- [Selected extract]:
The extent of this would depend on which version you are in. In Julia 1.6, the dicrepancy would mostly be fixed by passing an explicit rng to rand in the generator version. But you your timings make me guess you are on 1.7. There I don’t think you can easily beat the array version, because it uses simd, unlike the scalar version. An idea I would want to explore in a package is wrapping Xoshiro in a way that even the scalar version of rand uses simd, by having an internal cache (like what MersenneTwister does).

EDIT: but to your question about having a rand iterator, you can check out Rand() from the RandomExtensions package. It won’t help performance in this instance, but as it hanldes the Sampler thing in the same way as in arrays, it can occasionally help speed-up things where a “pre-computation” can be shared between multiple calls of rand.


I think we could make a really fast operator version that generates 32 at a time and feeds them to you.

Thanks! Rand() from RandomExtensions is indeed the kind of thing I was looking for. Here it is in action:

julia> using Random, RandomExtensions, Base.Iterators, BenchmarkTools

julia> rng = MersenneTwister(0);

julia> itr = Rand(rng)

- [Data shown]:
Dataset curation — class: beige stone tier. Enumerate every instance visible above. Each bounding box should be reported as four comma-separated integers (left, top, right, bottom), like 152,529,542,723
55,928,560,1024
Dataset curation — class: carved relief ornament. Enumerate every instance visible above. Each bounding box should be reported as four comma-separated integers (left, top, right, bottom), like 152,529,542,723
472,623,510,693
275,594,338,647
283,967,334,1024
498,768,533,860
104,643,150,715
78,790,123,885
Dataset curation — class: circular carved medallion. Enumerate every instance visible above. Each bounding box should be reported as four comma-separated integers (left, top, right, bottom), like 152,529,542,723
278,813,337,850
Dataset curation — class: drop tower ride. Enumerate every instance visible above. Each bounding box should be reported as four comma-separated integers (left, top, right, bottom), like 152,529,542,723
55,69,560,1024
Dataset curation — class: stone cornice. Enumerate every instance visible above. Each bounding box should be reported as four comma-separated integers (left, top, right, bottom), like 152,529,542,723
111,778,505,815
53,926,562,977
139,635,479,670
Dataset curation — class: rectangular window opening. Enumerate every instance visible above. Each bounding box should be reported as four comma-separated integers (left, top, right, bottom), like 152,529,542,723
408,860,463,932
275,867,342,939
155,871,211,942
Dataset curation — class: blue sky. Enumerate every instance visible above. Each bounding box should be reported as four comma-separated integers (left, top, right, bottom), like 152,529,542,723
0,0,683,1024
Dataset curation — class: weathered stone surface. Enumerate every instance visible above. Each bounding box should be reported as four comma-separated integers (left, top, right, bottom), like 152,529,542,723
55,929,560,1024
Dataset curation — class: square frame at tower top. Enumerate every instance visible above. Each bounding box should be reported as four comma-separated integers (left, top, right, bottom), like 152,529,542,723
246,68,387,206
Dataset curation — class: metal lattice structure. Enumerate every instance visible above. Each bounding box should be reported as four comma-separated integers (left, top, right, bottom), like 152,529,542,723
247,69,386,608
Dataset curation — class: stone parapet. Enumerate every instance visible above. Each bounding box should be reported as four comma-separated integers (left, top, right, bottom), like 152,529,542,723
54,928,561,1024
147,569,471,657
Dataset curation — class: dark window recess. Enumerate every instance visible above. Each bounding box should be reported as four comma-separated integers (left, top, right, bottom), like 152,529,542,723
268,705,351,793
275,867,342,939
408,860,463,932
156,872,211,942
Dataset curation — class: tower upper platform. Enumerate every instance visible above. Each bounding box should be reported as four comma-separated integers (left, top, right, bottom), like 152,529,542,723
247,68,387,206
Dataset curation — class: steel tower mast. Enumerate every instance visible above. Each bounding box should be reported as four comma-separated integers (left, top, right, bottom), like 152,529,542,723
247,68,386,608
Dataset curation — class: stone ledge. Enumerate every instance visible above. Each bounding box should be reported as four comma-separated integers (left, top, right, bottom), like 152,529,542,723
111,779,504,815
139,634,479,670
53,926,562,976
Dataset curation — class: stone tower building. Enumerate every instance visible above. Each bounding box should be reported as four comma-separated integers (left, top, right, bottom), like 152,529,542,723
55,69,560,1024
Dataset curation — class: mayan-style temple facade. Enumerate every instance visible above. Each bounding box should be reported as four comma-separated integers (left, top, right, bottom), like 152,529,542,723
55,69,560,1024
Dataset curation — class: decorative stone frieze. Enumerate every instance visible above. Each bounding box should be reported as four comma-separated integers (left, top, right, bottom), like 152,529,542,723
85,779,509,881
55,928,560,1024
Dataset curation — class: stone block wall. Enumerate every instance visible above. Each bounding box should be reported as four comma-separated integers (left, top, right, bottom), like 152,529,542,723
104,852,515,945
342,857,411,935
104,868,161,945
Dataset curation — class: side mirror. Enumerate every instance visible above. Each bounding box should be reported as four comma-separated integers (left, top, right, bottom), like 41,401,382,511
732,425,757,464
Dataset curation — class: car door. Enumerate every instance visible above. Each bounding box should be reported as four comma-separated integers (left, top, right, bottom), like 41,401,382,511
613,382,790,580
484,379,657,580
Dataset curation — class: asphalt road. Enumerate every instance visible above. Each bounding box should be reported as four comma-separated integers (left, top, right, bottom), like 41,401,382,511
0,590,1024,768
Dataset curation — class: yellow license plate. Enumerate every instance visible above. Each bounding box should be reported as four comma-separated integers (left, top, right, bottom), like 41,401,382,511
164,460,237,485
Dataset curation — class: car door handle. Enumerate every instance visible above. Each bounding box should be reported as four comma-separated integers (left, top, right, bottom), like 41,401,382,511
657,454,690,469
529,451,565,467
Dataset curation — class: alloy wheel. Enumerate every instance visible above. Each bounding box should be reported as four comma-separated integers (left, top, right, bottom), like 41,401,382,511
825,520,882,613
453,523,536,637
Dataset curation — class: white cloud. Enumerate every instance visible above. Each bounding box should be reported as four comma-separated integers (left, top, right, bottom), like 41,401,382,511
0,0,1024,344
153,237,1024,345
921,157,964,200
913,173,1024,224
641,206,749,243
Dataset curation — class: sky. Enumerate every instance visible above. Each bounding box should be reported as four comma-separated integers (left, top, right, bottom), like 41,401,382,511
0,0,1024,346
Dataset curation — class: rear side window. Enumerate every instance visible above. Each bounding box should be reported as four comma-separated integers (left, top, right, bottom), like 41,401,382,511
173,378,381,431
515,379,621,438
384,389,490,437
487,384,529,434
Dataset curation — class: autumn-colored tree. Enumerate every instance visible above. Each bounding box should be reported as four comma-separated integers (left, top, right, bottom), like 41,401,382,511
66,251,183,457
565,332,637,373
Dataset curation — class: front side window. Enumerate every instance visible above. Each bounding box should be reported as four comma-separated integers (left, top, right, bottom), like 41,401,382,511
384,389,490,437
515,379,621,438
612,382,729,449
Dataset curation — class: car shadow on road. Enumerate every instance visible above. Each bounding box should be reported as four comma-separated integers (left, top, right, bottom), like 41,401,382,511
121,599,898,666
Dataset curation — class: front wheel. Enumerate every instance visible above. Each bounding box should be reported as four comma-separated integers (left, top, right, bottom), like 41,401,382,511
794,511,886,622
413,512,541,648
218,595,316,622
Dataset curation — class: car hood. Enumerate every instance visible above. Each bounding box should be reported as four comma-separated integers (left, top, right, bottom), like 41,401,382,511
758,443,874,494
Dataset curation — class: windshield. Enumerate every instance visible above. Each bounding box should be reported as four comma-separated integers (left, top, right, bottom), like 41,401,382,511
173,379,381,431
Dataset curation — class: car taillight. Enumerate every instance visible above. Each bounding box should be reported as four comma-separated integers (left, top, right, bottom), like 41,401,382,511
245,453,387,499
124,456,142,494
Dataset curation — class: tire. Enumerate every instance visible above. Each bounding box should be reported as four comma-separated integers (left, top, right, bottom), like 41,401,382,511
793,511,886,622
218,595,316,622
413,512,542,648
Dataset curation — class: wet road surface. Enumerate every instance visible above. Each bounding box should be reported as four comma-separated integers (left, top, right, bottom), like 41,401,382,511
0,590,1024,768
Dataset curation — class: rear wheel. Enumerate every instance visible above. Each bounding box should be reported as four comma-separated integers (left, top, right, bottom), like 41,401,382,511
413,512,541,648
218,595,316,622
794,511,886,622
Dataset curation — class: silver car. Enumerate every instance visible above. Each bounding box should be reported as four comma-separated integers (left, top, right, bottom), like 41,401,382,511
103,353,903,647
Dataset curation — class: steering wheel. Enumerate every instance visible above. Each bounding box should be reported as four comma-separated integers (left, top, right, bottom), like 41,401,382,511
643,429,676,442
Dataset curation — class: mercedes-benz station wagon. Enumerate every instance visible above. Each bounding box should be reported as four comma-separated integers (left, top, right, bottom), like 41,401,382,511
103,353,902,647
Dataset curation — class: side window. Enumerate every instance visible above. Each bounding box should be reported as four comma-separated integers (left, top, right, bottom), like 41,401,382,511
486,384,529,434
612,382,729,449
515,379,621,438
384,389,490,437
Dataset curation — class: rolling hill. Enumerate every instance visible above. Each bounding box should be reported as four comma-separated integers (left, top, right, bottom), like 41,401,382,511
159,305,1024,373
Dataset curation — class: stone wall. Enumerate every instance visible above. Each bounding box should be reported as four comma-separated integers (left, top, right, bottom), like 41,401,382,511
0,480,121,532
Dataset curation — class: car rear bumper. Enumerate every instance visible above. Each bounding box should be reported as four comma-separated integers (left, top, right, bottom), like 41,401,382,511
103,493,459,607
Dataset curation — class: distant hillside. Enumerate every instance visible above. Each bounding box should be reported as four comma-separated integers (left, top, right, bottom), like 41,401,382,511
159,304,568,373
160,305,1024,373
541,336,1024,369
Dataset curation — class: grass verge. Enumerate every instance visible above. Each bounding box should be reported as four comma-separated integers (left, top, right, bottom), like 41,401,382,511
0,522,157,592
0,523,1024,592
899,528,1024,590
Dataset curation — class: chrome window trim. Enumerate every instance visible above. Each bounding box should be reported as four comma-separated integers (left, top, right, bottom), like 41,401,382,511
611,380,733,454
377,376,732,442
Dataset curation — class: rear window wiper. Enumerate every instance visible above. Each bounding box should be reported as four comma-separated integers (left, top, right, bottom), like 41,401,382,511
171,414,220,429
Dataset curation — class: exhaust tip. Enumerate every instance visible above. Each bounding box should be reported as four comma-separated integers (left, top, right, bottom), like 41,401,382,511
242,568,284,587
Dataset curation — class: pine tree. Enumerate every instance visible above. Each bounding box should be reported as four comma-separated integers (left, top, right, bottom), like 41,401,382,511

- [Set problem]: Please reproduce the Julia forum excerpt from "EDIT: but to" up to and including "itr = Rand(rng)", renaming "RandomExtensions" to "RandomExtras" everywhere it appears. Rely on the Julia forum excerpt alone.

- [Result of the task]:
EDIT: but to your question about having a rand iterator, you can check out Rand() from the RandomExtras package. It won’t help performance in this instance, but as it hanldes the Sampler thing in the same way as in arrays, it can occasionally help speed-up things where a “pre-computation” can be shared between multiple calls of rand.


I think we could make a really fast operator version that generates 32 at a time and feeds them to you.

Thanks! Rand() from RandomExtras is indeed the kind of thing I was looking for. Here it is in action:

julia> using Random, RandomExtras, Base.Iterators, BenchmarkTools

julia> rng = MersenneTwister(0);

julia> itr = Rand(rng)